> **WRITTEN TASKS**
A – From the review of Google's enterprise applications below, list the tools it says the package does not include.
B – In the review of Google's enterprise applications below, take the part that opens with the words "Like everything, you" and closes with "Hope that helps.", and write it out again with "pretty good" replaced by "quite good".
===== DOCUMENT EXCERPT =====
At the Hall of Science, we switched to the Google Enterprise Applications
platform about 14 months ago.

Other than some hiccups when Google had an outage, the experience has been
excellent. GMail is everything that the free version is, but without ads.
You can make full use of the Labs add-ons which has allowed customizations
that make switching away from a mail-reader/integrated organization system
like Outlook much easier. Many of us set a reader like Mail.app to start up
on a weekly basis, download our mail to a local file, and keep a nice,
searchable backup if GMail goes down.

The Calendaring system has been an excellent way for us to pull together a
number of disparate systems into something that can be easily shared, the
Sites functionality has eliminated the need for an "intranet," and little
tools like chat and ability to SMS from within do change communication
speeds (granted, not always for the better- but that's a human issue, not
the tools).

And syncing contacts is gloriously easy.

Now, before I start sounding like a Google evangelist:

I would call Google Docs a work in progress. While it does allow for faster
collaboration and less headaches when Windows, Mac, and Linux people send
out documents, it's not as full featured as MS Office (or OpenOffice), and
on more than one occasion I have switched to OOo because the formatting in
Docs was driving me a little nuts (it can feel a little like WYSIWYG editing
with Dreamweaver of years past). Additionally, the death of Google Gears has
meant no offline docs right now. So we wait until HTML 5 implementation gets
into full-swing.

The package does not include tools like Maps, Earth, or Wave. Having the
ability to create customizable map points from within your own domain
(without having to write it yourself) would be very helpful for everything
from invitations to exhibits to educational programs. Alas.


Like everything, you win some and you lose some. But the overall experience
has been pretty good, and far easier for people to wrap their heads around
when learning- and our IT staff has been much happier since the switch.

Hope that helps.
===== LISTING =====
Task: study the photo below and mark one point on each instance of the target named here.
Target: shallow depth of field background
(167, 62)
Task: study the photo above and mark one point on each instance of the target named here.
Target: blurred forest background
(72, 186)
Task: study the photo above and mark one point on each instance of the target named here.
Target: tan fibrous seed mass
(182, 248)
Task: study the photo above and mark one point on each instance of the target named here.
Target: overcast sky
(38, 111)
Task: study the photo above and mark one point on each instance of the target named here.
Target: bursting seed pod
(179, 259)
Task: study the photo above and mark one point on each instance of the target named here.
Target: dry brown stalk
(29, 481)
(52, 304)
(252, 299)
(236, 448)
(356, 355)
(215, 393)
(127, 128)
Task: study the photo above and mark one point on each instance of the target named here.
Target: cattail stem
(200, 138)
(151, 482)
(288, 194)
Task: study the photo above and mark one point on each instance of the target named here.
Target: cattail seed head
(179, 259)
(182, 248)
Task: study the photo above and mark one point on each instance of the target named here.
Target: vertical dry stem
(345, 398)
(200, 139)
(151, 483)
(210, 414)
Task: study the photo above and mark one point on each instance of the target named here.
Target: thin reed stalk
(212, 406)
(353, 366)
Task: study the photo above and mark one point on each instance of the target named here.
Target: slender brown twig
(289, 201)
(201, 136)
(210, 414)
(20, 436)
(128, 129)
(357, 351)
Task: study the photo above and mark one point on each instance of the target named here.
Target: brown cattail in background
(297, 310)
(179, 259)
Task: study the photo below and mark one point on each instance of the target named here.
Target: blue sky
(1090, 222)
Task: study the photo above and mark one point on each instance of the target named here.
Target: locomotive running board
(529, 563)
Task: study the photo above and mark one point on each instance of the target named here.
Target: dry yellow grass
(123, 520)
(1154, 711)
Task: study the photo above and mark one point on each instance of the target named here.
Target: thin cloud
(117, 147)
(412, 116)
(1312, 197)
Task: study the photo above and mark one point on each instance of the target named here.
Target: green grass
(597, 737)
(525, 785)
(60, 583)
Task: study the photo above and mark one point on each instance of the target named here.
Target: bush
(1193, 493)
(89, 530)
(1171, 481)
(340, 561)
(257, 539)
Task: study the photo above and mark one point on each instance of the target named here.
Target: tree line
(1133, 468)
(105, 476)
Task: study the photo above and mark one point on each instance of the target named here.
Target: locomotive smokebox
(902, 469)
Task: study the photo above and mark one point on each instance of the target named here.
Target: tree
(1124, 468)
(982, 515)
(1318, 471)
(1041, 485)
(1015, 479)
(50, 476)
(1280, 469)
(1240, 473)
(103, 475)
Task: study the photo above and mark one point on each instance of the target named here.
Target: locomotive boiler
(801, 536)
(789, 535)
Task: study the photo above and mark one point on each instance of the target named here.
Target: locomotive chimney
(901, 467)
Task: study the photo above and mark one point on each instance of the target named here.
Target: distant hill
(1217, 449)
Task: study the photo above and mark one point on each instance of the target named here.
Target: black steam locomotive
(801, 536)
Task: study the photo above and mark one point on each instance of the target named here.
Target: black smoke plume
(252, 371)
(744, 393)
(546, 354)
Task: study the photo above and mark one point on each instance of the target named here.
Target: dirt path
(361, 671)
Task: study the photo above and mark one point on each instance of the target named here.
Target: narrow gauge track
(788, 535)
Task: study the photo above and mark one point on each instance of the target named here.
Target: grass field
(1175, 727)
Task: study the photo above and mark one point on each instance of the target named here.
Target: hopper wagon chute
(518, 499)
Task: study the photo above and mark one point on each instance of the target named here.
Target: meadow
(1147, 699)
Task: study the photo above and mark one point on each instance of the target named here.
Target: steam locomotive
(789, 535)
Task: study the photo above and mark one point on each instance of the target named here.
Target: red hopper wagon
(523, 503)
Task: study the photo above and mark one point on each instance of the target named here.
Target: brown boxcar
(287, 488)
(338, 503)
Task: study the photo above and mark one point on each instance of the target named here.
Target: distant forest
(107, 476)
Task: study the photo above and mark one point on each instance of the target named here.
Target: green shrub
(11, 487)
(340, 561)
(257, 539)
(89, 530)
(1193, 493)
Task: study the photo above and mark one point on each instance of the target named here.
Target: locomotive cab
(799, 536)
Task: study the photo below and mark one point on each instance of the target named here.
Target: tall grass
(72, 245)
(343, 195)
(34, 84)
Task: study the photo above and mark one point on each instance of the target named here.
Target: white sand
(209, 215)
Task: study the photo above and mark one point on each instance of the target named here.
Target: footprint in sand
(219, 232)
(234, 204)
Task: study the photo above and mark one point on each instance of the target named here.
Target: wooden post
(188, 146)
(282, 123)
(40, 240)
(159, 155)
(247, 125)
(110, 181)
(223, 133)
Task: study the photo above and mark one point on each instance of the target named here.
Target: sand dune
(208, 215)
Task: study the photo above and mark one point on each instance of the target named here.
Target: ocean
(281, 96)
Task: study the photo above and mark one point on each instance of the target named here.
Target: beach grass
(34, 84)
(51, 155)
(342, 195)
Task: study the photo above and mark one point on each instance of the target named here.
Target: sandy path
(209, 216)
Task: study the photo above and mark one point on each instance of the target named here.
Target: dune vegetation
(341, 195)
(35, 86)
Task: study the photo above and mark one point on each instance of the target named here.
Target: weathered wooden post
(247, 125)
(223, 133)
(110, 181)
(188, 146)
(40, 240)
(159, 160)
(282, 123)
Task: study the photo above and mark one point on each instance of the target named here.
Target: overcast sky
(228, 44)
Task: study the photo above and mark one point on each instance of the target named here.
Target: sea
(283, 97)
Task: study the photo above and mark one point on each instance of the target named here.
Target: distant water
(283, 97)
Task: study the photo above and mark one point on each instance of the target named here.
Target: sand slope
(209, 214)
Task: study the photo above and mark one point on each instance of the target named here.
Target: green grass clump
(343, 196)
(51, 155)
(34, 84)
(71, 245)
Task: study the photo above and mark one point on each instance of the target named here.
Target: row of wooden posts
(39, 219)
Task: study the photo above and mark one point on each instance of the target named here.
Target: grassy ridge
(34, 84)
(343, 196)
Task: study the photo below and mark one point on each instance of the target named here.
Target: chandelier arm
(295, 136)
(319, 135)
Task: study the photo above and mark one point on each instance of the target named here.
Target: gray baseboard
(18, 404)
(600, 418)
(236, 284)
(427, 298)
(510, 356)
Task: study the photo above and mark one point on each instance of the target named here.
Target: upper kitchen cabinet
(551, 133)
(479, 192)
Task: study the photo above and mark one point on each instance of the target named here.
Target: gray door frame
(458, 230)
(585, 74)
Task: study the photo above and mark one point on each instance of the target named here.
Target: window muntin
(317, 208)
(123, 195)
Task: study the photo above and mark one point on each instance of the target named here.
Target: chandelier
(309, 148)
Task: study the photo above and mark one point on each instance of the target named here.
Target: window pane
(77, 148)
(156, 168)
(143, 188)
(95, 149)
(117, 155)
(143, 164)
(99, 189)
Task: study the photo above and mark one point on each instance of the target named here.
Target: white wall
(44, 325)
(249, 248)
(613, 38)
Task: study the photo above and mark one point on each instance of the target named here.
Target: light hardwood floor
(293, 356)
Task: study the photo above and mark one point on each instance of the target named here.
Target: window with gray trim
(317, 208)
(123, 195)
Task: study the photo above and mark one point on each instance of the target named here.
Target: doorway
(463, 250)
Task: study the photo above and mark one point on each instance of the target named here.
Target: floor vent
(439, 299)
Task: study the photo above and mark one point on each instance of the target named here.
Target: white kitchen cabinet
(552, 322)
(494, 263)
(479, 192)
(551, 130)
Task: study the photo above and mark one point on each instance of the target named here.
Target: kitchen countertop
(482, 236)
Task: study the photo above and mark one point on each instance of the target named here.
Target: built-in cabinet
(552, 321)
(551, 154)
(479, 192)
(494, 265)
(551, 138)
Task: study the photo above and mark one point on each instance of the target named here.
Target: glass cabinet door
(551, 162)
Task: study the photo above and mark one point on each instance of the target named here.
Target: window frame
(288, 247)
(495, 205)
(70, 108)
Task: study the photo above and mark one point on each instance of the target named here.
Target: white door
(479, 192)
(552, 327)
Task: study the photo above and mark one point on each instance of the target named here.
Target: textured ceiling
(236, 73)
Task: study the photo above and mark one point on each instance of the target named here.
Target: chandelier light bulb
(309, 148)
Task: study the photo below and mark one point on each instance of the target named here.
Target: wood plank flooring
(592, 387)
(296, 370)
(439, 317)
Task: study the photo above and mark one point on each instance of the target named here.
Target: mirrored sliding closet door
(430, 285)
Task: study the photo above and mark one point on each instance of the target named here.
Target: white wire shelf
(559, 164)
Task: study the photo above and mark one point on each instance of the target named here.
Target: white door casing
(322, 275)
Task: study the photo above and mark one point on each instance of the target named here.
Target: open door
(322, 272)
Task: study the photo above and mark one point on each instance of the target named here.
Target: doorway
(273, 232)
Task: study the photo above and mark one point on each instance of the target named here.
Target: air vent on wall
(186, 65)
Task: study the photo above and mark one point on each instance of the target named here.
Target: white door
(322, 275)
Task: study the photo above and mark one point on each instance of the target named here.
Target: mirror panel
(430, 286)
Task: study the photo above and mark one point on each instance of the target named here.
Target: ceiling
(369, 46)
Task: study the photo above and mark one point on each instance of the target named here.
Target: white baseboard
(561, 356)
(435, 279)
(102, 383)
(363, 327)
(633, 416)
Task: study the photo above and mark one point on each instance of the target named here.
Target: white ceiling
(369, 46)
=====
> **RESULTS OF THE EXERCISE**
A – Maps, Earth, Wave

B –
Like everything, you win some and you lose some. But the overall experience
has been quite good, and far easier for people to wrap their heads around
when learning- and our IT staff has been much happier since the switch.

Hope that helps.